**** Source text ****
I read an op-ed in Bloomberg last week written by a stock trader who was on the floor of the New York Stock Exchange during the 1989 crash. His manager brought him into his office. The trader feared his manager would fire him. Instead, his manager told him that these kinds of crises accelerate change and that he should embrace them. I’m struggling to find the link now, but if I do, I will update this blog post with it.
Since then, I’ve been asking myself, what changes will this crisis accelerate? Obviously, telecommuting/videoconferencing adoption will have accelerated. As many of us learn how to manage our days and our businesses exclusively through video, it will be more natural in the future to do so even when we can meet in person.
In a related vein, my partner Alex suggested to me that telemedicine will become normalized. For those with non-urgent conditions, telemedicine provides triage and care without risking the health of others.
The corollary to working online will be software to improve collaboration for distributed teams. In tandem, security software spend is sure to grow. As colleagues communicate more ideas online, companies will have to secure these thoughts to protect their intellectual property.
I wonder if we will get to a point where we are routinely selling and deploying costly and complicated enterprise software entirely remotely. We already do this today for software with contract values at $50k. Could we do it at $500k or $5M?
Video might quicken the de-urbanization of the US. More Americans would like to live in rural communities than would like to live in cities. commuting patterns, travel patterns, living patterns, they may all change.
Delivery and logistics are booming. Amazon will hire more than 100,000 workers; Instacart is hiring 300,000 workers; Walmart will recruit 150,000. Certainly, some of this spike is due to transient conditions. But the US has the potential to increase grocery delivery 5x if we look to other developed nations as a proxy for long-term adoption.
Entertainment is changing. Formula One drivers now compete in online races since organizers paused the season. It’s not hard to imagine a world of eSports that’s a hybrid of real-world and virtual. Better for the leagues and athletes to sell more products and subscriptions, better for the fans who engage more, over longer seasons, in different formats.
Another question I’ve been wondering is about US college education. The increasing student debt burden is unsustainable. The typical student borrower graduates with about $30,000 worth of debt, while tuition grows 8% per year.
As more students learn to learn online, will their willingness to pay for on-campus college decline? And could online learning create a better learning experience at a fraction of the price, changing the return on investment calculations for going to college?
I’m sure there are many impacts outside the world of technology on medicine, drug discovery, energy production, and many other facets of how we work and live.
These types of crises accelerate change. What will this crisis accelerate in your ecosystem?
**** Supplied data ****
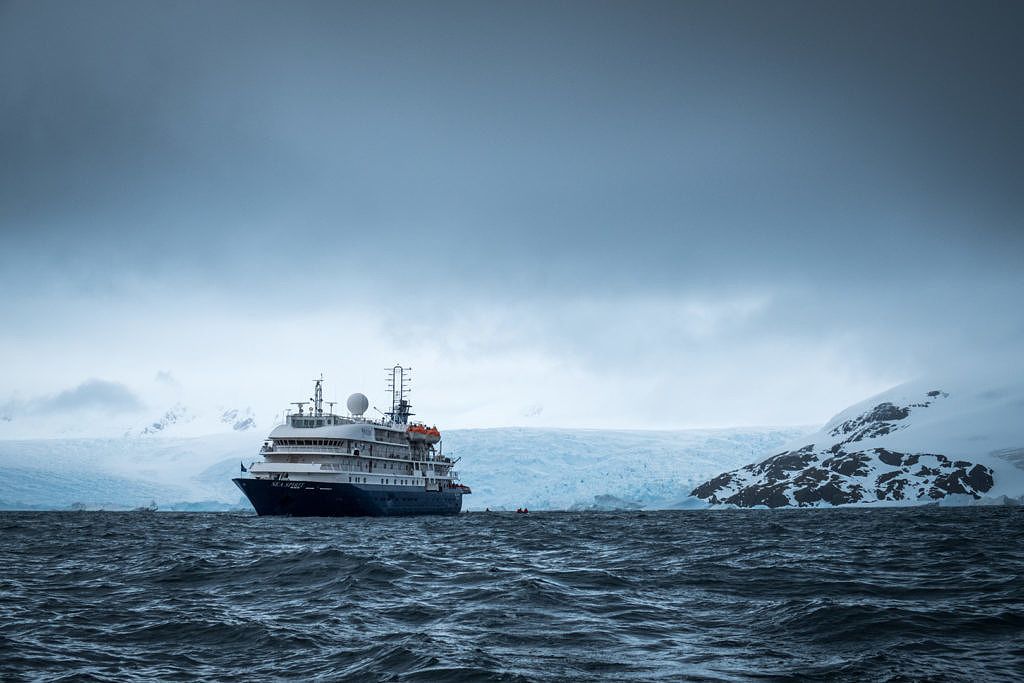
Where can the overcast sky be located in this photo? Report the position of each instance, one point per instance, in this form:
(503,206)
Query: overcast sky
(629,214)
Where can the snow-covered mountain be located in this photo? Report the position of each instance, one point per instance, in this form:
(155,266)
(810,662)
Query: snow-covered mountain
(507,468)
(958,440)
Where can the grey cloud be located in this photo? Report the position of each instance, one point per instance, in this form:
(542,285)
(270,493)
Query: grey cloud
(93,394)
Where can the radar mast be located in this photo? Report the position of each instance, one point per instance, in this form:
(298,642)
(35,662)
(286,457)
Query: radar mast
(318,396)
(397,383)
****
**** Supplied data ****
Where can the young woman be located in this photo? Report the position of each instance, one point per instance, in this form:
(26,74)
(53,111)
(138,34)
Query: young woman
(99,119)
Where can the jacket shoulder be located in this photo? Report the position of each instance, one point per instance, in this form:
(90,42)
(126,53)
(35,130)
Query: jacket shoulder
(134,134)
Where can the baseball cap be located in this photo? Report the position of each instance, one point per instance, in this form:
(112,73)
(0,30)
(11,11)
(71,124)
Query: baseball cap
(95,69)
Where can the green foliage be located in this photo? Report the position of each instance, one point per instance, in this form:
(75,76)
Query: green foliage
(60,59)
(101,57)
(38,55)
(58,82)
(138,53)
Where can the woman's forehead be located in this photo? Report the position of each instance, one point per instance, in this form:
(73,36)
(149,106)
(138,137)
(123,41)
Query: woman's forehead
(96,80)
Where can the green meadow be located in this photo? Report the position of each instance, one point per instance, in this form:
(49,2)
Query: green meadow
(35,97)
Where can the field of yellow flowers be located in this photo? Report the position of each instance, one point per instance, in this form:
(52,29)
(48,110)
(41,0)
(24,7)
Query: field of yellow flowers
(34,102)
****
**** Supplied data ****
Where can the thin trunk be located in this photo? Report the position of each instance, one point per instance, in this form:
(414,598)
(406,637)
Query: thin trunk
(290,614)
****
**Assigned task**
For each company that the post on crisis-accelerated change says is hiring or recruiting workers, give the company and the number of workers stated for it.

**Response area**
- Amazon: more than 100,000
- Instacart: 300,000
- Walmart: 150,000